→ Work required:
Omit the images. Reproduce each line of the records exactly as it appears.

→ The data:
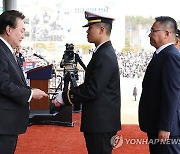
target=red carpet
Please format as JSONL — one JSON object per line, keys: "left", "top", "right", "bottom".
{"left": 15, "top": 113, "right": 149, "bottom": 154}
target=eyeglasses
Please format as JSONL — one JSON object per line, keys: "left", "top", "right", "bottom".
{"left": 149, "top": 29, "right": 166, "bottom": 34}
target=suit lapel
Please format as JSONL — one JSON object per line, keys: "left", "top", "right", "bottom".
{"left": 148, "top": 45, "right": 171, "bottom": 66}
{"left": 8, "top": 51, "right": 27, "bottom": 84}
{"left": 144, "top": 45, "right": 174, "bottom": 83}
{"left": 0, "top": 40, "right": 27, "bottom": 85}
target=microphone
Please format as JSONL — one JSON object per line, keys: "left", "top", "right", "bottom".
{"left": 33, "top": 53, "right": 49, "bottom": 65}
{"left": 33, "top": 53, "right": 44, "bottom": 59}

→ Final answer:
target=red carpet
Please format as JSONL — one JSON object per line, keys: "left", "top", "right", "bottom".
{"left": 15, "top": 113, "right": 149, "bottom": 154}
target=eyeglasses
Please format as JSONL — one JSON object per line, keys: "left", "top", "right", "bottom".
{"left": 149, "top": 29, "right": 166, "bottom": 34}
target=suit lapel
Please format as JSONL — one JSON object per line, keys: "left", "top", "right", "bottom".
{"left": 148, "top": 45, "right": 171, "bottom": 66}
{"left": 8, "top": 51, "right": 27, "bottom": 84}
{"left": 144, "top": 45, "right": 174, "bottom": 83}
{"left": 0, "top": 40, "right": 27, "bottom": 85}
target=microphone
Please format as JSONL — one JSON object per line, keys: "left", "top", "right", "bottom".
{"left": 33, "top": 53, "right": 49, "bottom": 65}
{"left": 33, "top": 53, "right": 44, "bottom": 59}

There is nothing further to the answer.